__Task to complete__.
Starting at the line with "Point out the white cloud", return every line through the final one of the data, word for word. Pictures stay out.

__Raw data__.

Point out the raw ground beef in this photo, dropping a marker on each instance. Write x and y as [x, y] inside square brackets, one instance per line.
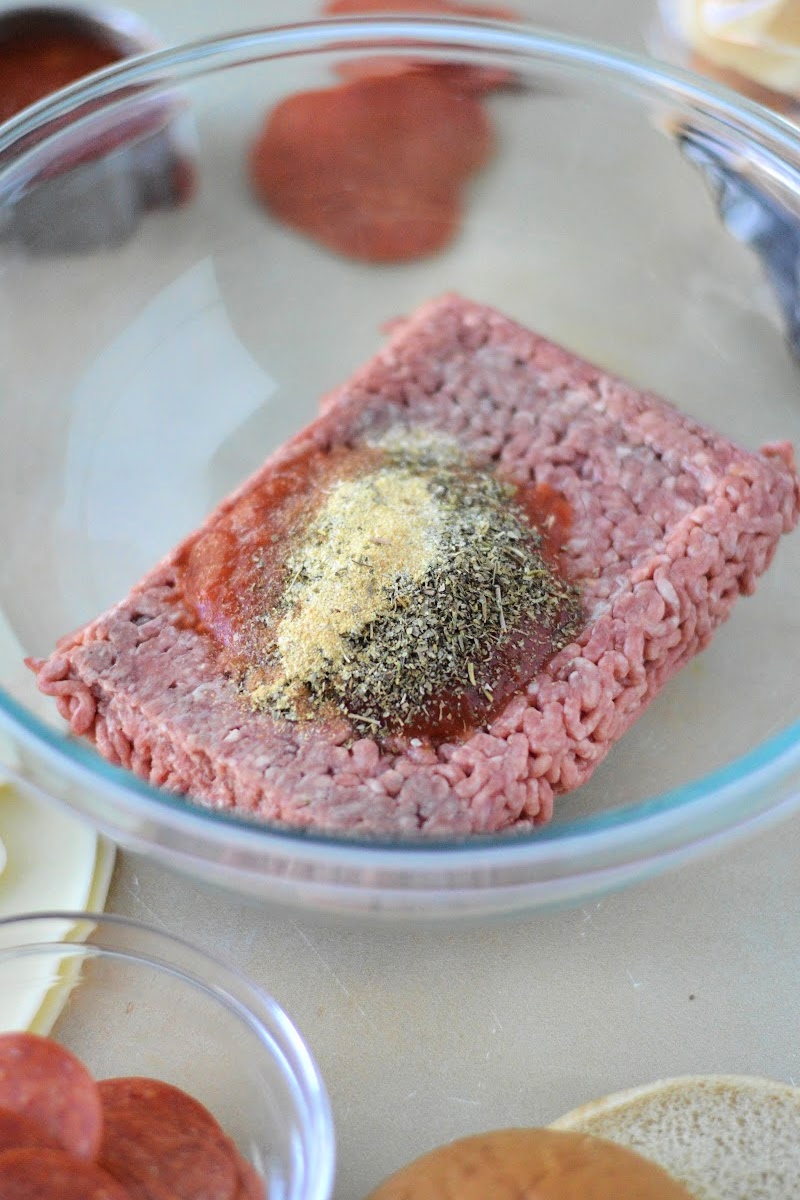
[672, 523]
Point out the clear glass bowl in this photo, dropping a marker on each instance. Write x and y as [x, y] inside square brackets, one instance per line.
[143, 379]
[132, 1001]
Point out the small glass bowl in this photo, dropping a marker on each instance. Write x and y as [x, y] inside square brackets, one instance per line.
[139, 384]
[133, 1001]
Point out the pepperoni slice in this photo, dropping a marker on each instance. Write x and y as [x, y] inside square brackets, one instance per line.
[41, 1080]
[469, 78]
[162, 1144]
[372, 168]
[54, 1175]
[17, 1132]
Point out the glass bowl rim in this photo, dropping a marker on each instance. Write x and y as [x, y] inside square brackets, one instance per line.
[227, 985]
[649, 826]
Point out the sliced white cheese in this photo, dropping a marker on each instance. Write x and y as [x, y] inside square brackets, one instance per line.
[53, 862]
[759, 39]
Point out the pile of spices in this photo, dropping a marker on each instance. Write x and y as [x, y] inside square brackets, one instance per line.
[404, 591]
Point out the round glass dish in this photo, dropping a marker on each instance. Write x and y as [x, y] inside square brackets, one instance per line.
[142, 382]
[132, 1001]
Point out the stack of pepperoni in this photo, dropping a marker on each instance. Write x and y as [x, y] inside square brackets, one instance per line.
[374, 168]
[66, 1137]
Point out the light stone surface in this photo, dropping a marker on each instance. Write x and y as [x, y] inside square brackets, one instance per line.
[426, 1036]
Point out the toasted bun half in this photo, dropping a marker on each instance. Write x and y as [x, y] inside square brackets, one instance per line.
[723, 1137]
[537, 1164]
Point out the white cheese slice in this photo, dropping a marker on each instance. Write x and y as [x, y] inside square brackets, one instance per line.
[53, 862]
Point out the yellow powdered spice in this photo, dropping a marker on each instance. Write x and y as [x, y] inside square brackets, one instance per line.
[370, 532]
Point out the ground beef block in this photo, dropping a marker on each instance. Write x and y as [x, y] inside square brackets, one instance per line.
[672, 523]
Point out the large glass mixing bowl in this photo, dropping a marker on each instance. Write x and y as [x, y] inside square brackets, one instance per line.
[161, 334]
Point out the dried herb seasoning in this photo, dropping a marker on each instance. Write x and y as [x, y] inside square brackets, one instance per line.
[405, 592]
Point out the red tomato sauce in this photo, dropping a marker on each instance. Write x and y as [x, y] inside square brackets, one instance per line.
[234, 574]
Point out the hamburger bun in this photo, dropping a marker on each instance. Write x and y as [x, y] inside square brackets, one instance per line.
[722, 1137]
[537, 1164]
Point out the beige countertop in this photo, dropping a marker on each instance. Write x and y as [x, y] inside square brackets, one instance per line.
[425, 1036]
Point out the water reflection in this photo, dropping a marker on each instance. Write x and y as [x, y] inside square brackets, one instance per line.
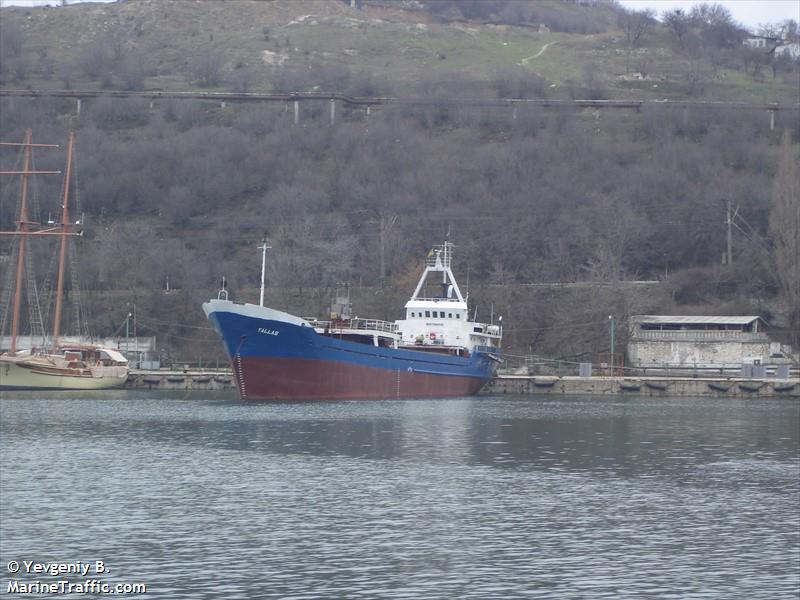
[203, 497]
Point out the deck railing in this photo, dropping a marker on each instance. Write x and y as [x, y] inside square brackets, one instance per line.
[360, 324]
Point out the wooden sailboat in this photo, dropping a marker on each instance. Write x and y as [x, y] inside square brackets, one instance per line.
[55, 365]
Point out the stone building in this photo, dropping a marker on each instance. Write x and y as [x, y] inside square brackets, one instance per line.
[701, 343]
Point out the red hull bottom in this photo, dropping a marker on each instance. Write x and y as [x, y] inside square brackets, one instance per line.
[260, 378]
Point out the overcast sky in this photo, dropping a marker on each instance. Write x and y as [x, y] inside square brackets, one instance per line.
[747, 12]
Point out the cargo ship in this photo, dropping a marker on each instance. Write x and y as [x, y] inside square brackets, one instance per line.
[435, 351]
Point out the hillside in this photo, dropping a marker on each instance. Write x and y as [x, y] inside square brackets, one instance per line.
[183, 191]
[324, 44]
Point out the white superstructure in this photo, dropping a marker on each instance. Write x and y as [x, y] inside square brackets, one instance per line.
[437, 313]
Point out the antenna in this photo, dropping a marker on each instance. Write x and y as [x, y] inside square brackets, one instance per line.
[264, 249]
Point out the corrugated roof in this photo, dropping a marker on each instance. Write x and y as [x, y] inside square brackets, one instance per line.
[712, 320]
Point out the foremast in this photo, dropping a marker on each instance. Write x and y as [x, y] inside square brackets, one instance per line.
[438, 261]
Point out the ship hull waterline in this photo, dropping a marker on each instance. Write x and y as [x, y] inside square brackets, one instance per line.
[262, 378]
[282, 359]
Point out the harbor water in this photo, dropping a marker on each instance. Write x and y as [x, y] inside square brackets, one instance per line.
[488, 497]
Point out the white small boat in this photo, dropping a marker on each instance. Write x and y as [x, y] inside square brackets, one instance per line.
[56, 365]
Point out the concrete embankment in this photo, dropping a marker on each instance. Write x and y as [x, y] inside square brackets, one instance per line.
[524, 384]
[648, 386]
[180, 380]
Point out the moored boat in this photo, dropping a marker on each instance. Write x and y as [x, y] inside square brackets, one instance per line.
[55, 365]
[435, 351]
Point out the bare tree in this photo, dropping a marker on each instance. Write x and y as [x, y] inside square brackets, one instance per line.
[677, 22]
[635, 24]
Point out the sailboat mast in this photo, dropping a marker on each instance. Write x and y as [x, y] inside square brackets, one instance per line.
[22, 225]
[64, 237]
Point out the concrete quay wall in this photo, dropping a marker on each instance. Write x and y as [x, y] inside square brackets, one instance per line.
[180, 380]
[729, 387]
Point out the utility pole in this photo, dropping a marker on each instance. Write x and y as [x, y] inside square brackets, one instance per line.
[264, 249]
[613, 358]
[729, 221]
[384, 229]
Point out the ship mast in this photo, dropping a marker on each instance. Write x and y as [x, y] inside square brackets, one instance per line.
[22, 226]
[64, 237]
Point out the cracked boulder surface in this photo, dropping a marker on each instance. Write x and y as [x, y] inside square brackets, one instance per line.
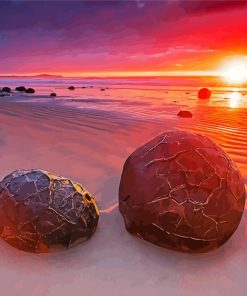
[181, 191]
[41, 212]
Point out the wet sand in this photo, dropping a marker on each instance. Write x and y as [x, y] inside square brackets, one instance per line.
[90, 146]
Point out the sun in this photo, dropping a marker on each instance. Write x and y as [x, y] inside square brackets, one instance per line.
[235, 72]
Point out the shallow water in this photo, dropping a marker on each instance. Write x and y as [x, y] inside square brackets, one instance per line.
[86, 135]
[223, 117]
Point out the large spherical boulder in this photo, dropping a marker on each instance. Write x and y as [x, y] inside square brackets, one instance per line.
[204, 94]
[181, 191]
[184, 114]
[43, 212]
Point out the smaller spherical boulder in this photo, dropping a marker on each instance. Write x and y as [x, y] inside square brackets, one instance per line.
[30, 91]
[6, 89]
[20, 88]
[181, 191]
[204, 94]
[184, 114]
[41, 212]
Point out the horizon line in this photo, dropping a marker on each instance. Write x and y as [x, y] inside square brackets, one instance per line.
[117, 74]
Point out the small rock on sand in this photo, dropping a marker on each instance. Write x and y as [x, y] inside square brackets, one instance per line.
[20, 88]
[6, 89]
[30, 91]
[185, 114]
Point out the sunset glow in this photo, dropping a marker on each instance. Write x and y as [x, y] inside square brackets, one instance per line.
[236, 72]
[123, 38]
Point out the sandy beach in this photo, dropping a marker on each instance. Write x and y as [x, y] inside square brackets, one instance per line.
[90, 147]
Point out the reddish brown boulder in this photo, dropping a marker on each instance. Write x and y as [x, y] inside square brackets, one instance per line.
[204, 93]
[181, 191]
[41, 212]
[184, 114]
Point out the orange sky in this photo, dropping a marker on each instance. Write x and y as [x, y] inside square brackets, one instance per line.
[121, 38]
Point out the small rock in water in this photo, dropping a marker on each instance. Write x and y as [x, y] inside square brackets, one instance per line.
[6, 89]
[204, 93]
[42, 212]
[185, 114]
[181, 191]
[30, 91]
[20, 88]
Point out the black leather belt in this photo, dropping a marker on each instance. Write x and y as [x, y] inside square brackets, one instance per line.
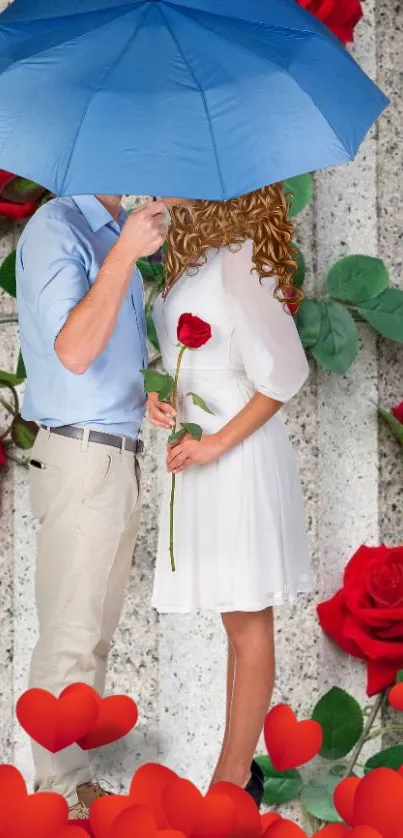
[135, 446]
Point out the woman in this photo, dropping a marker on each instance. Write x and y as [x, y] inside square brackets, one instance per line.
[240, 543]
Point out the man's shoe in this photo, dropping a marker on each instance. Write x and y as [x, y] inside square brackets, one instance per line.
[78, 812]
[87, 793]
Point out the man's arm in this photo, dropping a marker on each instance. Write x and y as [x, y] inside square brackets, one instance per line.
[90, 324]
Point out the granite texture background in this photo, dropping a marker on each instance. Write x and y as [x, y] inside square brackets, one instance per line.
[352, 471]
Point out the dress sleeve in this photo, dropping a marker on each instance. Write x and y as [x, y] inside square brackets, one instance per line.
[51, 275]
[265, 333]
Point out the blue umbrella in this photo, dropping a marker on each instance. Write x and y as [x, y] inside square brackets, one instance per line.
[197, 98]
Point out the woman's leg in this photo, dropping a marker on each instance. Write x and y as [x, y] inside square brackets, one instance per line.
[251, 636]
[230, 688]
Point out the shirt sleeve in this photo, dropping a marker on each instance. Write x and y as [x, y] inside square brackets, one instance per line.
[51, 274]
[265, 333]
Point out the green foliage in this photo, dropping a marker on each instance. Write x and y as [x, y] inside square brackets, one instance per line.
[337, 345]
[385, 314]
[300, 192]
[194, 430]
[7, 274]
[317, 797]
[309, 321]
[199, 402]
[158, 382]
[23, 433]
[279, 786]
[389, 758]
[357, 279]
[342, 721]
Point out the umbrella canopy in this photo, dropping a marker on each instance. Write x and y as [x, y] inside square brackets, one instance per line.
[192, 98]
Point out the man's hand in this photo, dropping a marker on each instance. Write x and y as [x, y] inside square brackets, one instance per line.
[144, 232]
[190, 452]
[160, 414]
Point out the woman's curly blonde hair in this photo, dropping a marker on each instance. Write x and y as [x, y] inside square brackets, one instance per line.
[261, 216]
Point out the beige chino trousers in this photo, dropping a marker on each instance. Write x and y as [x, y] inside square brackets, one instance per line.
[86, 498]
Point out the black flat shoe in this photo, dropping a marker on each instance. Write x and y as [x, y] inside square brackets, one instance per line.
[255, 789]
[256, 770]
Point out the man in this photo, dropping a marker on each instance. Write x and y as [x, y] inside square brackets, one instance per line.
[83, 338]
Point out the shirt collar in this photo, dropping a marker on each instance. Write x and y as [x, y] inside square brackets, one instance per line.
[95, 213]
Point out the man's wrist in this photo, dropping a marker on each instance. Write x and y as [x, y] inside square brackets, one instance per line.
[126, 257]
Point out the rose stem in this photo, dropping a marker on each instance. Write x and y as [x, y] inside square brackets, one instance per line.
[173, 482]
[366, 733]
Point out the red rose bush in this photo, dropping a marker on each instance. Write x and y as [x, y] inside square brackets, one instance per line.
[365, 617]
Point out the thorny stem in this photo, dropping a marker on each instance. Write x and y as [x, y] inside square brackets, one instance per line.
[171, 507]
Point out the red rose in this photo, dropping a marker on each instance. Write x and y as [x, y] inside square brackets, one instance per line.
[3, 456]
[340, 16]
[17, 212]
[365, 617]
[397, 411]
[193, 332]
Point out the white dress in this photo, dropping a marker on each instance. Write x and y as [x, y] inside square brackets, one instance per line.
[239, 538]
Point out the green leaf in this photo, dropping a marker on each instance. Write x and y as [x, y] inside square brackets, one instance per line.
[21, 371]
[199, 402]
[309, 322]
[357, 279]
[151, 330]
[396, 427]
[176, 436]
[7, 274]
[385, 314]
[279, 786]
[194, 430]
[317, 797]
[301, 189]
[300, 273]
[389, 758]
[10, 378]
[337, 346]
[158, 382]
[342, 721]
[23, 433]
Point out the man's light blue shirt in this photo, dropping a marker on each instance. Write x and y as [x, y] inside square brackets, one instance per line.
[59, 256]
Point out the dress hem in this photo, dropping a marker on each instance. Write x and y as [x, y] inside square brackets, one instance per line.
[225, 609]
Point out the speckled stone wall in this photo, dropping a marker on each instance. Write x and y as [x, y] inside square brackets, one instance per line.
[353, 482]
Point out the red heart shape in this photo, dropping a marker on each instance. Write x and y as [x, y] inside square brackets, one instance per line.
[378, 802]
[284, 829]
[117, 716]
[247, 818]
[38, 816]
[56, 723]
[291, 743]
[104, 812]
[213, 816]
[343, 798]
[147, 787]
[12, 784]
[268, 819]
[136, 820]
[396, 696]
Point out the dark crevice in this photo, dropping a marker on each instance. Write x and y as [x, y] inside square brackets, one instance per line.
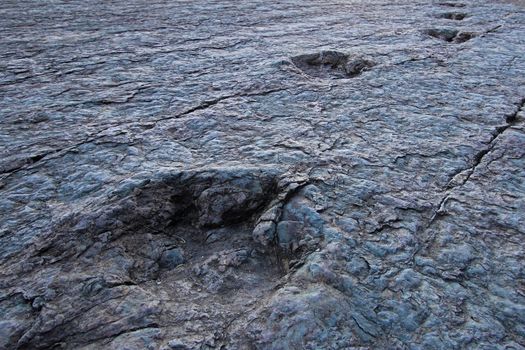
[450, 35]
[476, 161]
[331, 64]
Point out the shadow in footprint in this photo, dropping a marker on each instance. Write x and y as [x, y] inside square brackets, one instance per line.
[450, 35]
[331, 64]
[455, 16]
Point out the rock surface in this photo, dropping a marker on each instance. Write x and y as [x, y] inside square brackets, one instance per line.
[259, 174]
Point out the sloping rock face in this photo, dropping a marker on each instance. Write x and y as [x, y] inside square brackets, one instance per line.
[262, 175]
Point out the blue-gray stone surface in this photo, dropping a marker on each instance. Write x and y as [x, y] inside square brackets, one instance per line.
[262, 174]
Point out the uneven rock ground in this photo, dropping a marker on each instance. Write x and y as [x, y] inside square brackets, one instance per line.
[262, 174]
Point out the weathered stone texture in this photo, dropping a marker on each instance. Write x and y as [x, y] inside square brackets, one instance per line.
[262, 174]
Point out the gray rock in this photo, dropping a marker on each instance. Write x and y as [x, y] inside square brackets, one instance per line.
[323, 176]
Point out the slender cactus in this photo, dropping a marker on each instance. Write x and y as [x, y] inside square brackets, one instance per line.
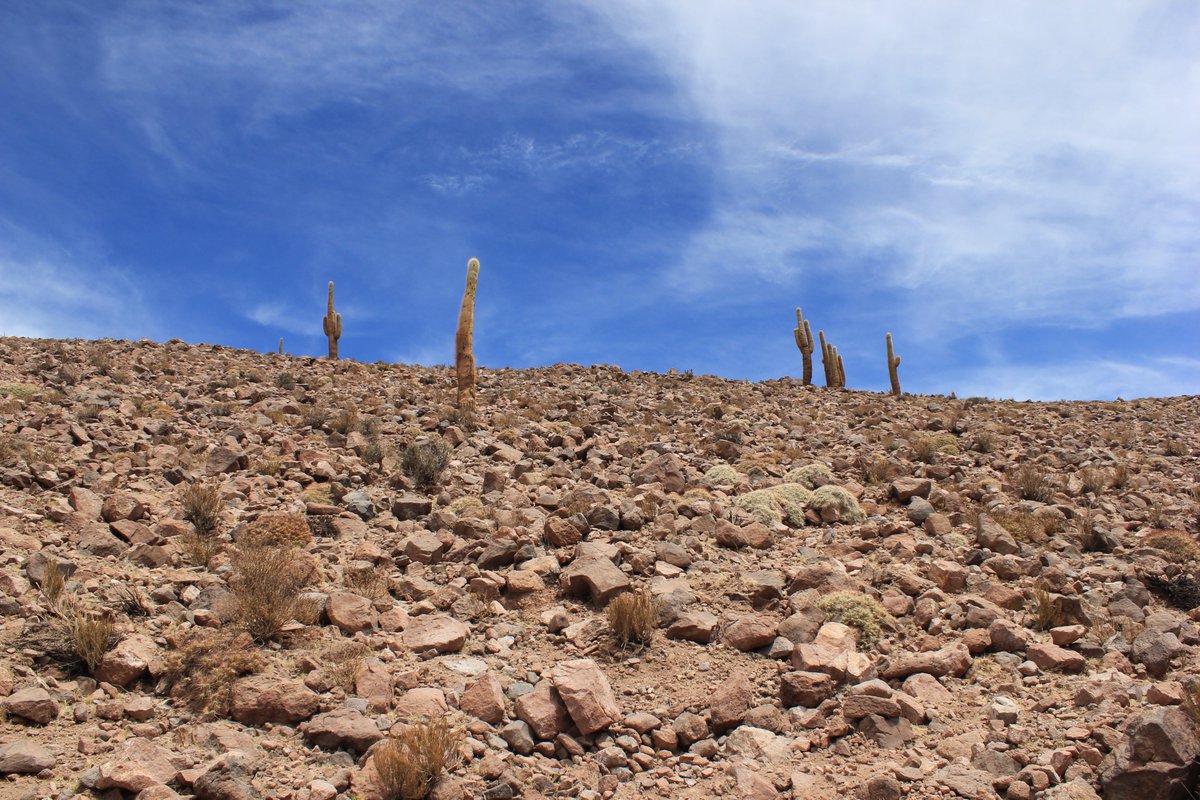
[465, 340]
[826, 360]
[331, 324]
[893, 364]
[804, 341]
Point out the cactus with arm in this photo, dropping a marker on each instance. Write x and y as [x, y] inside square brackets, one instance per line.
[804, 341]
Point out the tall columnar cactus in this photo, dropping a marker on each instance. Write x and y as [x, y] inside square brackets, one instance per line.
[333, 324]
[465, 340]
[893, 364]
[826, 360]
[804, 341]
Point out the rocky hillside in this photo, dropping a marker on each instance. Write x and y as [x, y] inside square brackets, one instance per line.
[233, 576]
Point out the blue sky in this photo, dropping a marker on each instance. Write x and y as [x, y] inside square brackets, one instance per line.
[1012, 188]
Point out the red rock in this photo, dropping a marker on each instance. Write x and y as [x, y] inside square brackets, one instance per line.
[750, 632]
[585, 691]
[952, 660]
[341, 729]
[267, 698]
[484, 699]
[136, 765]
[435, 632]
[351, 612]
[594, 577]
[730, 703]
[34, 704]
[543, 710]
[421, 703]
[127, 661]
[1051, 656]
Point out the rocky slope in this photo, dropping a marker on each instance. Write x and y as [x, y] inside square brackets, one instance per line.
[997, 601]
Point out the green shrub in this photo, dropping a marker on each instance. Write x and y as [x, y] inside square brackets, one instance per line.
[857, 611]
[810, 476]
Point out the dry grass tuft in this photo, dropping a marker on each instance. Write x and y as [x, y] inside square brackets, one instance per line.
[1032, 483]
[1047, 613]
[425, 462]
[203, 668]
[411, 764]
[633, 618]
[267, 587]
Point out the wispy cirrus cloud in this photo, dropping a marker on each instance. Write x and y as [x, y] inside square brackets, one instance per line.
[1005, 161]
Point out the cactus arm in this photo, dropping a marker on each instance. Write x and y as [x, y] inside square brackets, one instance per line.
[893, 364]
[465, 342]
[803, 334]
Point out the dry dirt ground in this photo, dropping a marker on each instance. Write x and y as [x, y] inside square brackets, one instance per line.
[853, 595]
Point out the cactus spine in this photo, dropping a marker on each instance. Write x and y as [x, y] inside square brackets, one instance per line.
[333, 324]
[893, 364]
[804, 341]
[465, 356]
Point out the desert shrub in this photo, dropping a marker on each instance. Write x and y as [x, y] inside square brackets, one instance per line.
[1095, 480]
[761, 505]
[857, 611]
[341, 663]
[321, 525]
[202, 507]
[984, 441]
[73, 637]
[318, 493]
[203, 667]
[1120, 476]
[633, 618]
[810, 476]
[21, 391]
[53, 582]
[835, 501]
[277, 530]
[1047, 613]
[13, 450]
[1032, 483]
[1176, 546]
[924, 449]
[411, 763]
[792, 498]
[313, 416]
[877, 469]
[425, 461]
[267, 587]
[346, 421]
[720, 475]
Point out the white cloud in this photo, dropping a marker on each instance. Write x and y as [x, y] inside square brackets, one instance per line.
[1008, 162]
[1097, 379]
[51, 290]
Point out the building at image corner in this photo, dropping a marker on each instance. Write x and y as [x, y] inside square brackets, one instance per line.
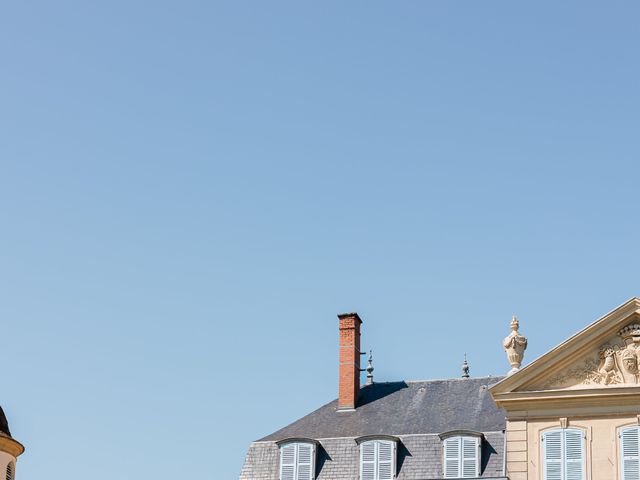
[572, 414]
[10, 450]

__Written reply__.
Point out the white cloud in this photo, dropping a marker on each instance. Write x and y as [x, y] inside square brackets, one instance per line.
[1008, 162]
[1097, 379]
[51, 290]
Point out the building at image corner in this photo, dropping a marker on each instance. Write x and y as [x, y] inside square brackets, one instance per line.
[572, 414]
[10, 450]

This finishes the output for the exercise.